Extracted text ::
┏━━

Assuming active region (reasonable here, though you should check the results when you are done to be sure about it) and knowing that \$I_E=\left(\beta+1\right)\cdot I_B\$, you can work out:

$$\begin{align*} 5.6\:\textrm{V} - I_B\cdot R_B - V_{BE} - \left(\beta+1\right)\cdot I_B\cdot R_E &= 0\\\\ 5.6\:\textrm{V} - V_{BE}&= I_B\cdot R_B - \left(\beta+1\right)\cdot I_B\cdot R_E \\\\ 5.6\:\textrm{V} - V_{BE}&= I_B\cdot\left( R_B - \left(\beta+1\right)\cdot R_E\right) \\\\ &\therefore\\\\ I_B=\frac{5.6\:\textrm{V} - V_{BE}}{ R_B - \left(\beta+1\right)\cdot R_E} \end{align*}$$

From that, you should be able to calculate anything else what you want, I think. However, it ignores the Early effect. But I don't know if you care about it, or not.

If you want, you can re-estimate \$V_{BE}\$ from the currents you work out and then work through the calculations another time to narrow it down some.

┗━━

Direction :: Please write out the transistor bias explanation again, everything from "If you want, you" down to "it down some.", and swap "calculations" for "computations".

Recorded data ::
┏━━

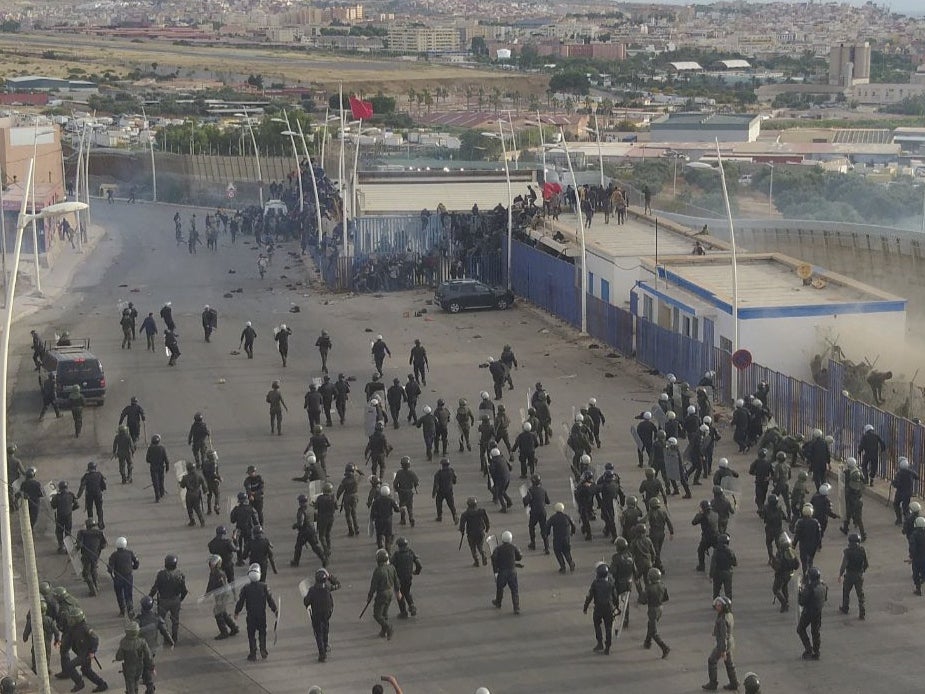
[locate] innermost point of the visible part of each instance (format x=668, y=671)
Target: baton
x=365, y=608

┗━━

The result ::
If you want, you can re-estimate \$V_{BE}\$ from the currents you work out and then work through the computations another time to narrow it down some.